[PATCH/RFC] fast-import: insert new object entries at start of hash bucket

git.vger.kernel.org archive mirror
 help / color / mirror / Atom feed

* [PATCH/RFC] fast-import: insert new object entries at start of hash bucket
@ 2010-11-23  7:53 Jonathan Nieder
  2010-11-23 12:51 ` Sverre Rabbelier
  2010-11-23 22:33 ` Shawn Pearce
  0 siblings, 2 replies; 6+ messages in thread
From: Jonathan Nieder @ 2010-11-23  7:53 UTC (permalink / raw)
  To: git
  Cc: Shawn O. Pearce, David Barr, Nicolas Pitre, Raja R Harinath,
	Sverre Rabbelier

From: David Barr <david.barr@cordelta.com>

More often than not, find_object is called for recently inserted objects.
Optimise for this case by inserting new entries at the start of the chain.
This doesn't affect the cost of new inserts but reduces the cost of find
and insert for existing object entries.

Signed-off-by: David Barr <david.barr@cordelta.com>
Signed-off-by: Jonathan Nieder <jrnieder@gmail.com>
---
Hi,

After importing the first 500000 revs or so of the ASF repo with
svn-fe, it seems that fast-import gets a bit sluggish because its
object table fills up.  David noticed that one can get a bit of a
speed-up by noticing that objects are likely to be accessed soon after
they are inserted in this workflow.  (The basis for most svn deltas
comes from the revision just dumped.)

I would guess other workflows would display the same tendency if any;
at least, the same blob is likely to come up repeatedly in a few revs
and then not be mentioned for a while.  Though maybe there is some
reason to make the opposite assumption that I have not thought of.
Shawn?

A more dramatic improvement comes from increasing the size of the hash
table; in particular, David noticed it allows the CPU usage to
increase from ~60% to 100% of one core.  So presumably we should make
the size of the hash table dynamic.

Other aspects to investigate: choice of hash function; is it worth
moving accessed entries to the front of hash chains when they already
exist?

Timings in interesting workflows would also be nice.

Regardless, this seems like a good change on its own, especially
because it simplifies the code.

Thoughts?
Jonathan

 fast-import.c |    9 ++-------
 1 files changed, 2 insertions(+), 7 deletions(-)

diff --git a/fast-import.c b/fast-import.c
index 77549eb..e2f4874 100644
--- a/fast-import.c
+++ b/fast-import.c
@@ -539,22 +539,17 @@ static struct object_entry *insert_object(unsigned char *sha1)
 {
 	unsigned int h = sha1[0] << 8 | sha1[1];
 	struct object_entry *e = object_table[h];
-	struct object_entry *p = NULL;

 	while (e) {
 		if (!hashcmp(sha1, e->idx.sha1))
 			return e;
-		p = e;
 		e = e->next;
 	}

 	e = new_object(sha1);
-	e->next = NULL;
+	e->next = object_table[h];
 	e->idx.offset = 0;
-	if (p)

------------------------------------------------

Brief A — From the listing, render as a JSON list of strings, one string per line and with blank lines omitted, the lines starting with the line containing "Put a marker on every instance of the red" and going on through the line containing "269), (799, 107)]", both included.
The fast-import patch message and the listing have no connection to each other.

------------------------------------------------

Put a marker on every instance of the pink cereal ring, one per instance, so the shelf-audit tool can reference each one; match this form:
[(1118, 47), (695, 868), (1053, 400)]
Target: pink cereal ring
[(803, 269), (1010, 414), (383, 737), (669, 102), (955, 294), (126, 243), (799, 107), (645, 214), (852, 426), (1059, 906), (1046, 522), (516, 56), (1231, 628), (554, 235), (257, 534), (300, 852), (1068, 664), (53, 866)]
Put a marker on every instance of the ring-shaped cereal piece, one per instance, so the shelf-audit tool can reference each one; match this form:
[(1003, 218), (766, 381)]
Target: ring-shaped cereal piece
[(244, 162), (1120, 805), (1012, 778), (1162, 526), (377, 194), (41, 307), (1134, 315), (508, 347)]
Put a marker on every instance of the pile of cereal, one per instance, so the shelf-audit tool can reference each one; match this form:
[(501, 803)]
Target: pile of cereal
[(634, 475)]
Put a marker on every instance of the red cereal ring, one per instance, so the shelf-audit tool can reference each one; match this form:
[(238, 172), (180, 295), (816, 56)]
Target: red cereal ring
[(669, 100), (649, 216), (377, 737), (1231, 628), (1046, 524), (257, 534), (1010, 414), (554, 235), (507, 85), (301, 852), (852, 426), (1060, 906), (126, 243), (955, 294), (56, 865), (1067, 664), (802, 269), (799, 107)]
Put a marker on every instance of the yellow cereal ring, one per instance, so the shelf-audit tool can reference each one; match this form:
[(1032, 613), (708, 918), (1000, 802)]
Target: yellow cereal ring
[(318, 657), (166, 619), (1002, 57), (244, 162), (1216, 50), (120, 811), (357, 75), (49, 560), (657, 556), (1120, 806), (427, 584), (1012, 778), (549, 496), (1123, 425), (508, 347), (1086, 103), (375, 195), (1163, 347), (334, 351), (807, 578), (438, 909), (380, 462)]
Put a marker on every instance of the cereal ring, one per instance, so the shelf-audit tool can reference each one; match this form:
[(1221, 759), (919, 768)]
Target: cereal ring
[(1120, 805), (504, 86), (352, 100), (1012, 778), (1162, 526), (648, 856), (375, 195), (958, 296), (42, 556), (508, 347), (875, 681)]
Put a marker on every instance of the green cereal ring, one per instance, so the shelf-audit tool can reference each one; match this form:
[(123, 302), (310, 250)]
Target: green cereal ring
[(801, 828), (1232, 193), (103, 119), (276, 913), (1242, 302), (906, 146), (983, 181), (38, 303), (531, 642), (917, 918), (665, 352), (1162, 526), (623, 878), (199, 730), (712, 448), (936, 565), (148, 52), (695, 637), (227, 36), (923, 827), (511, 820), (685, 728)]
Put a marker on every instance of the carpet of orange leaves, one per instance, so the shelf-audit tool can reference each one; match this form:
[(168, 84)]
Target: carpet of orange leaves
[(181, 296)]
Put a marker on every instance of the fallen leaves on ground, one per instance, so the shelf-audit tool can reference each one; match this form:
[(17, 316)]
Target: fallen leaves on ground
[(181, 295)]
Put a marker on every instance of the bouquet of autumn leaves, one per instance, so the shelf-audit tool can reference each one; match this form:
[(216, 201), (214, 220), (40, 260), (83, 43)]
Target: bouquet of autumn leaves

------------------------------------------------

Brief B — Translate this sentence from the fast-import patch message into Spanish: "More often than not, find_object is called for recently inserted objects."

Task solution A —
[
  "Put a marker on every instance of the red cereal ring, one per instance, so the shelf-audit tool can reference each one; match this form:",
  "[(238, 172), (180, 295), (816, 56)]",
  "Target: red cereal ring",
  "[(669, 100), (649, 216), (377, 737), (1231, 628), (1046, 524), (257, 534), (1010, 414), (554, 235), (507, 85), (301, 852), (852, 426), (1060, 906), (126, 243), (955, 294), (56, 865), (1067, 664), (802, 269), (799, 107)]"
]

Task solution B — La mayoría de las veces, find_object se invoca para objetos insertados recientemente.